● Source text
This caused quite a controversy and after a few years the furor died down and it seemed like Cold Fusion was largely discredited. At the time my Dad was a commodities trader and I bought Pd futures and made a few hundred dollars by riding it up and most of the way back down.
You may believe me or not but this is what I now believe...
The Pons and Fleischmann effect is real. (here after called PFE)
To this day we still do not understand what is going on, replicating the PFE requires Pd of specific structure, and unknown contaminates. A number of cases have been shown where a specific Pd rod that works in one lab will work in a different lab with different apparatus. Just plain unscreend Pd works about 5% of the time. Pre screening the Pd for high D-Pd loading ratios without Pd swelling can reduce this ratio to about 33%, ie if a Pd rod will absorb > 0.95 D for each Pd atom without swelling and cracking the odds of it demonstrating the PFE is 30% or better.
Whatever is happening it does not generate neutrons expected of traditional hot fusion., and is probably not traditional fusion. There have been a large number of theories presented, none of them presently fit all of the facts, so we effectively have no theory. Over 60K peer reviewed papers have been written about High temp superconductivity and we have no theory there either, so if science was functioning properly this lack of theory should not be a total block to progress.

● Entries supplied
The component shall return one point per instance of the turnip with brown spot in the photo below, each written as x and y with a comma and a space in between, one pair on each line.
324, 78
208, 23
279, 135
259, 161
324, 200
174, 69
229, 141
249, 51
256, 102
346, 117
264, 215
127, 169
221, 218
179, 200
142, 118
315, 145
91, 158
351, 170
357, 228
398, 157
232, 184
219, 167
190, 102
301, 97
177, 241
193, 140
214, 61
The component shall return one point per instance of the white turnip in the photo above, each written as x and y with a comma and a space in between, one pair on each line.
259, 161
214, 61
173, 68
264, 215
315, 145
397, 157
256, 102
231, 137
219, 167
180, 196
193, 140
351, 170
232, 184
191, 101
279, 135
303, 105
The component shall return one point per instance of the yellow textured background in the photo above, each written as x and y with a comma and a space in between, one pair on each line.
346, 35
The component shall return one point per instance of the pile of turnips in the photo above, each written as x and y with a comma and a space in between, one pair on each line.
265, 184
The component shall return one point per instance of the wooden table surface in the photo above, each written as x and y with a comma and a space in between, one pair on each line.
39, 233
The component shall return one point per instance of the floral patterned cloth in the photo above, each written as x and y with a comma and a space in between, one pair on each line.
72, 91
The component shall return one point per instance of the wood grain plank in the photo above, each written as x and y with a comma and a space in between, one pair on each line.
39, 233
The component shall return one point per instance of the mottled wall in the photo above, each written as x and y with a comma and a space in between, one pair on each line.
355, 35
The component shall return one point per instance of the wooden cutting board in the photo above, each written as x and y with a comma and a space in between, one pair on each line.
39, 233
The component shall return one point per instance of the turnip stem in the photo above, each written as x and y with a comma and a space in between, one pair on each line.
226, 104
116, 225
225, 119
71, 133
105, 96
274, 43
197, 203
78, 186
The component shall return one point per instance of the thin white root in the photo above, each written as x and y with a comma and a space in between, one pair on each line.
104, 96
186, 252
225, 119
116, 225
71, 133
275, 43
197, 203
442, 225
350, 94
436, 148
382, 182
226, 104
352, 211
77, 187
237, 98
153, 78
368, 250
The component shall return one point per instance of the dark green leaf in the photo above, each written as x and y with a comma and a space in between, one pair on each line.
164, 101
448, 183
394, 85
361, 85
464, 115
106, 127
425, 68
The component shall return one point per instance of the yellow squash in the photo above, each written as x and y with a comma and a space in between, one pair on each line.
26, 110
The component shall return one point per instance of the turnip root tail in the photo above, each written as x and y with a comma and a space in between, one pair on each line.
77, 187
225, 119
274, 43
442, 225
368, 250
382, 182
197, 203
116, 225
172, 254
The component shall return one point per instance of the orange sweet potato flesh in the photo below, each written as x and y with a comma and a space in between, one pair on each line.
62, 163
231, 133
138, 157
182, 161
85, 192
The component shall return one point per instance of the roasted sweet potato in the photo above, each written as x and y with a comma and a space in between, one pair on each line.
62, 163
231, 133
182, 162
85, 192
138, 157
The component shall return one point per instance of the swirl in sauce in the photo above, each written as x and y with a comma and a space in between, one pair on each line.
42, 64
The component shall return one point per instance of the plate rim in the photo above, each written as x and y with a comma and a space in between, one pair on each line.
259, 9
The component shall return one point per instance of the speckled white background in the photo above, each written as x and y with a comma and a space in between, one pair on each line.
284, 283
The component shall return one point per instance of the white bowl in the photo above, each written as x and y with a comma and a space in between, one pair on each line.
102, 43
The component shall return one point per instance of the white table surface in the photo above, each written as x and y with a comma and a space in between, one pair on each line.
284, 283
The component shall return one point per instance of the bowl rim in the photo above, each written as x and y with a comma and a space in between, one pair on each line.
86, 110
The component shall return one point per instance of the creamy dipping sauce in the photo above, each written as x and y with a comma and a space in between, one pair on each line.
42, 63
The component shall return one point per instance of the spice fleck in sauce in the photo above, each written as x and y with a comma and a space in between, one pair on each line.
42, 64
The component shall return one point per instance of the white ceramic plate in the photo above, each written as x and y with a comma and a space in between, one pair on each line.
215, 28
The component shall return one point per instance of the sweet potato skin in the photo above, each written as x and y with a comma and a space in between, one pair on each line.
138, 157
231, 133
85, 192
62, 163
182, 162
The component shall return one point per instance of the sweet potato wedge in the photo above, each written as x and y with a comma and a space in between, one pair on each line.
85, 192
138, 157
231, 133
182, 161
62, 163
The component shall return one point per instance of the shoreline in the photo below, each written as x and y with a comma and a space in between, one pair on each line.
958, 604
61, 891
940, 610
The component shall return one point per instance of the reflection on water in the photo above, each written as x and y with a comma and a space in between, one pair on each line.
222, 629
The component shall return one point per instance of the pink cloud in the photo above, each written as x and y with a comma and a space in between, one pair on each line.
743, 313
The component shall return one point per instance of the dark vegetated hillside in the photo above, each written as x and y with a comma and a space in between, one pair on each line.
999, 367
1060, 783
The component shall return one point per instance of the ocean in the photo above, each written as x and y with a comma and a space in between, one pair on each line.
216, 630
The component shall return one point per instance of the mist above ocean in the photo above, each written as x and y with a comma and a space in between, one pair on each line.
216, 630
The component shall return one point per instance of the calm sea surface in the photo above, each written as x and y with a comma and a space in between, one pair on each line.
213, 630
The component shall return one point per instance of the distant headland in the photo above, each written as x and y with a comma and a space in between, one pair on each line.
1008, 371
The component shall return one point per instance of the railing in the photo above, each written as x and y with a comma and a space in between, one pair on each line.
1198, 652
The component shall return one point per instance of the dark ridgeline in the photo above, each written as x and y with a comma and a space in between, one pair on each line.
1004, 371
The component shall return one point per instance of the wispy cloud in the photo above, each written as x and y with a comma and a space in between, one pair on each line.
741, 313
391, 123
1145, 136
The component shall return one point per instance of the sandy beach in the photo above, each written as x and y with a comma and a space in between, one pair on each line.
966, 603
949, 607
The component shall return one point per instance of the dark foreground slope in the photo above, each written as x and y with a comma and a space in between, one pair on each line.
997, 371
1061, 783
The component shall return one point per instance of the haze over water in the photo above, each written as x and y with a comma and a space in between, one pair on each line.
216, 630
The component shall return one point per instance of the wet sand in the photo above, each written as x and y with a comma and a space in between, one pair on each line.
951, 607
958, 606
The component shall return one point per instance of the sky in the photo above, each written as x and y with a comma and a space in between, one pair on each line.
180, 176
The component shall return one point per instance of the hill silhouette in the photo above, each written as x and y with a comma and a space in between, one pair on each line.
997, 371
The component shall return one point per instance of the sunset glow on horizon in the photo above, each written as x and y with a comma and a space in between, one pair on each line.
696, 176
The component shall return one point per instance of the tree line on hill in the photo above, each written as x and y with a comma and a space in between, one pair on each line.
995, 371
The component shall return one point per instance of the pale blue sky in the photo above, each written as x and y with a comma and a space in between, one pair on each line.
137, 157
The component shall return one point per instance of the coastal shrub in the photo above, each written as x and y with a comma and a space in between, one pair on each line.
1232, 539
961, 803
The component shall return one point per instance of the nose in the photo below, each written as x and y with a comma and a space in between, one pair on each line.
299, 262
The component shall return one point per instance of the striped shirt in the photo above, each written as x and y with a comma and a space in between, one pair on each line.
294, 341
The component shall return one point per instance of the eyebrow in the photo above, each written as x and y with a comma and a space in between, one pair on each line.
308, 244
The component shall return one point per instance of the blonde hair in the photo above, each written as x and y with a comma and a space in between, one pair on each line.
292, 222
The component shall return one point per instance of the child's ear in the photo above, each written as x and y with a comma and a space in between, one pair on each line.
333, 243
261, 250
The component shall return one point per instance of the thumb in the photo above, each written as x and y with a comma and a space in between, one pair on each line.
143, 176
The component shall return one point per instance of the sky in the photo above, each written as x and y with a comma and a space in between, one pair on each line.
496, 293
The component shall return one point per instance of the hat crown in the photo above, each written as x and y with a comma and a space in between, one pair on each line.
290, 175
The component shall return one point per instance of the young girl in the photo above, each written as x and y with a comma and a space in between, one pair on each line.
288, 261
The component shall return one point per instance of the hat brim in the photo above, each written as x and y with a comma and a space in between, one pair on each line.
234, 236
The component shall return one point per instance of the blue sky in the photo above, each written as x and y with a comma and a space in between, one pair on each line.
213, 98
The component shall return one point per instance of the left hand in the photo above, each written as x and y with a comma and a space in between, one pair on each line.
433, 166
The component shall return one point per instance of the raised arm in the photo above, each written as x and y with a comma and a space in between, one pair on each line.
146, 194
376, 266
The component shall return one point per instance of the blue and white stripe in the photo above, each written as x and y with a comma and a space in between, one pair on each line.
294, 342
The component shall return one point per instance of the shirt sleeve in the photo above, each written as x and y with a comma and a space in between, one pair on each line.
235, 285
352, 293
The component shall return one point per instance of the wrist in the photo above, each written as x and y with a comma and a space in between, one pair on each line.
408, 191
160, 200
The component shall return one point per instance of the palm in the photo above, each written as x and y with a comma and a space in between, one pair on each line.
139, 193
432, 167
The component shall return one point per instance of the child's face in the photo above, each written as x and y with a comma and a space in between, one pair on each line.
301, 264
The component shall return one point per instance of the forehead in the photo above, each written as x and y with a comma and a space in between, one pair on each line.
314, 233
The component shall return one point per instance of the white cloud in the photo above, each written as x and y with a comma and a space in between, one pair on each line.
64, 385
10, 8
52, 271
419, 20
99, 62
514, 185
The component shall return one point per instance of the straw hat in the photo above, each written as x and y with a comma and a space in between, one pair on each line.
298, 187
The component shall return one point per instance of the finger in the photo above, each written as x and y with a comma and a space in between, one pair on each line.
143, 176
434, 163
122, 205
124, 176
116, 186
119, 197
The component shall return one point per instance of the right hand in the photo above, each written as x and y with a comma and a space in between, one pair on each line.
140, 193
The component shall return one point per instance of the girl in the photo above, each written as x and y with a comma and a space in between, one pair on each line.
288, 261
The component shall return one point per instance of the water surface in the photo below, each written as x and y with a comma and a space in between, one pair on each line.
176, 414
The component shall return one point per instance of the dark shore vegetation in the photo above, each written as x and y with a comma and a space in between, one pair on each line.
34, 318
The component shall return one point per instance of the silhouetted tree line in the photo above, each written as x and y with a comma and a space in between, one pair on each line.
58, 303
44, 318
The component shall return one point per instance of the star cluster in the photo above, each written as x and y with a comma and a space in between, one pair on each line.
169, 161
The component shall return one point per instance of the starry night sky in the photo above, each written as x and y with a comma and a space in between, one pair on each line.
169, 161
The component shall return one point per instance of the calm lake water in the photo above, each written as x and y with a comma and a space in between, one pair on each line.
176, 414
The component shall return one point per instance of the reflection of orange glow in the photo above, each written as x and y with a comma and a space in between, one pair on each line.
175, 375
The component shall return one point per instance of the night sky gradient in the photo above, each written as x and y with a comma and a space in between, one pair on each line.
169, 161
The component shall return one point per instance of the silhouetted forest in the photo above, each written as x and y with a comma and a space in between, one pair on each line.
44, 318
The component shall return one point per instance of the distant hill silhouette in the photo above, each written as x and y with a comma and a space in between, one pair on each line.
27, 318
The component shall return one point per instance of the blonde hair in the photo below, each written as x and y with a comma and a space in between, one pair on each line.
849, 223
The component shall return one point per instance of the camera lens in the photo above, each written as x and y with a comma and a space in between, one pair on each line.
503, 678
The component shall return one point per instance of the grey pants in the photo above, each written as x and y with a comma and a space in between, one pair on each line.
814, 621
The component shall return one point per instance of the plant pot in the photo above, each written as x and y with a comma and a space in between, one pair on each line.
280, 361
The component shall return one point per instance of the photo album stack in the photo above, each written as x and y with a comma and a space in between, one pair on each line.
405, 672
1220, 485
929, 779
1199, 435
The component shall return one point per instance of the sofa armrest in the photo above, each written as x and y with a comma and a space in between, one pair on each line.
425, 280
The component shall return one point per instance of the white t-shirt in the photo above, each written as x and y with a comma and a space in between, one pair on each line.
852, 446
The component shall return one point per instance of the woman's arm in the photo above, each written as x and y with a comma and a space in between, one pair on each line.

● Exercise requirements
**a)** According to the cold fusion text, how often does plain unscreened Pd work?
**b)** Translate this sentence from the cold fusion text into Spanish: "There have been a large number of theories presented, none of them presently fit all of the facts, so we effectively have no theory."
**c)** Rewrite the cold fusion text starting with "This caused quite" and going on through "I now believe...", putting "stock broker" in place of "commodities trader".

● Results for each task
**a)** About 5% of the time.

**b)** Se ha presentado un gran número de teorías; ninguna de ellas se ajusta actualmente a todos los hechos, así que en la práctica no tenemos ninguna teoría.

**c)**
This caused quite a controversy and after a few years the furor died down and it seemed like Cold Fusion was largely discredited. At the time my Dad was a stock broker and I bought Pd futures and made a few hundred dollars by riding it up and most of the way back down.
You may believe me or not but this is what I now believe...